• [PASSAGE GIVEN]
[Mailman-Users] Filtering out duplicate emails

Sat Feb 27 17:06:57 CET 2010

Chiang Wu wrote:

>So I'm trying to implement a custom handler in Mailman and I'm a bit stuck.
>I wrote up some Python code in order to try to compare an email to a file to
>try to not sent out the e-mail if the email's message matches something in
>the text file. I can't seem to find any examples of custom handlers, so this
>is what I came up with so far. Any help would be appreciated.

You apparently found ToOutgoing.py. That and all the other handlers in
Mailman/Handlers/ are examples of handlers. The only difference
between these and 'custom' handlers is the fact that these are in the
default pipeline.

Have you read the FAQ at <http://wiki.list.org/x/l4A9>?

>#pythonhandlerv2.py
>#Version 2
>
>#Receive E-mail.
>#Compare e-mail to filter file.
>#Compare Content vs a file. File will have messages that should be examined
>against the current email.
>#If matches, remove ToOutgoing from the pipeline in the message's metadata.
>
>import sys
>
>from Mailman import mm_cfg
>from Mailman import Errors
>from Mailman.Logging.Syslog import syslog
>from Mailman.Queue.sbcache import get_switchboard

The module level imports above are fine, but note that all module level
code will be executed when the module is imported and before the
modules process() function is called.

># gets all the lines of the message
>msgtext = str(msg)

That means that the above throws an exception immediately because msg
is undefined. All of this needs to be in the process() function
definition.

>#test to see if log file catches the message
>
>FILE = open('log.txt', 'w')
>FILE.writelines(msgtxt)
>

The stuff below could be also in the process() definition or in a
separate function definition called from within process. If it's at
the module level as here, it will be executed once only the first time
IncomingRunner imports the handler and then never again.

>
>message = []
>n=0
>inputline = ''
>fullline = ''
>infile = file('test.txt', 'r')

• [SHORT TASK 1]
Answer these questions about the Mailman handler thread.
(a) In which directory does the reply say the example handlers are found?
(b) What does the reply give as the only difference between those handlers and custom handlers?
(c) If the code stays at the module level, how often will it run?
• [SHORT TASK 2]
Extend the Mailman handler thread beyond its final line.

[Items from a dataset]
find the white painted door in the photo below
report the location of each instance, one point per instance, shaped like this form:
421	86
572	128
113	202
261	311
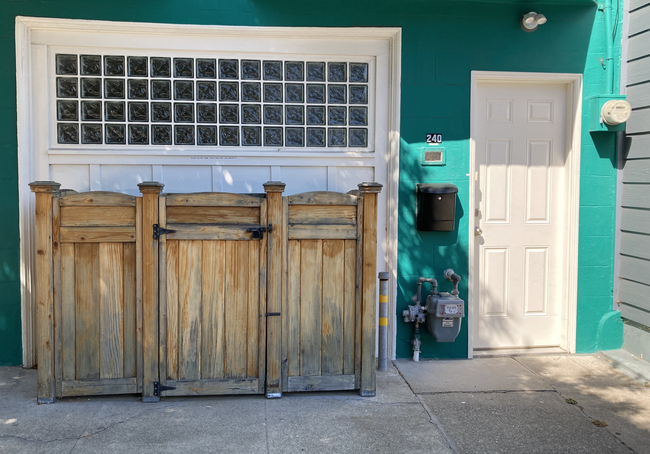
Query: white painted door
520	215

• [TASK RESULT 1]
(a) Mailman/Handlers/
(b) Those handlers are in the default pipeline.
(c) Only once, the first time IncomingRunner imports the handler, and then never again.

• [TASK RESULT 2]
>
>inputline = infile.readline()
>
>
>while True:
>
>   if len(inputline) == 0: #EOF if length = 0. Breaks out of the while loop
>      break
>
>   else:   #read in between delimiter and other delimiter (~~) and place
>into message
>
>      if inputline == '~~\n':
>         message.append(fullline)
>         fullline = ''
>         n+=1
>         inputline = infile.readline()
>
>      else:
>         fullline += inputline
>         inputline = infile.readline()
>
>n-=1
>
>#print repr(strvalue2)
>
>
>while n>=0:
>
>   message[n]=message[n][:-1] #Removes the last new line character (\n) in
>the message
>   #print repr(message[n])
>   #compare message[] to the email text. if matches, break and exit program
>   if message[n] in msgtext:
>      sys.exit(0)
>
>
>   else: #else keep looping until end of loop and place outgoing.py after
>the loop
>      n-=1

See below...

>#ToOutgoing.py portion of the code
>
>def process(mlist, msg, msgdata):
>    interval = mm_cfg.VERP_DELIVERY_INTERVAL
>    # Should we VERP this message?  If personalization is enabled for this
>    # list and VERP_PERSONALIZED_DELIVERIES is true, then yes we VERP it.
>    # Also, if personalization is /not/ enabled, but VERP_DELIVERY_INTERVAL
>is
>    # set (and we've hit this interval), then again, this message should be
>    # VERPed. Otherwise, no.
>    #
>    # Note that the verp flag may already be set, e.g. by mailpasswds using
>    # VERP_PASSWORD_REMINDERS.  Preserve any existing verp flag.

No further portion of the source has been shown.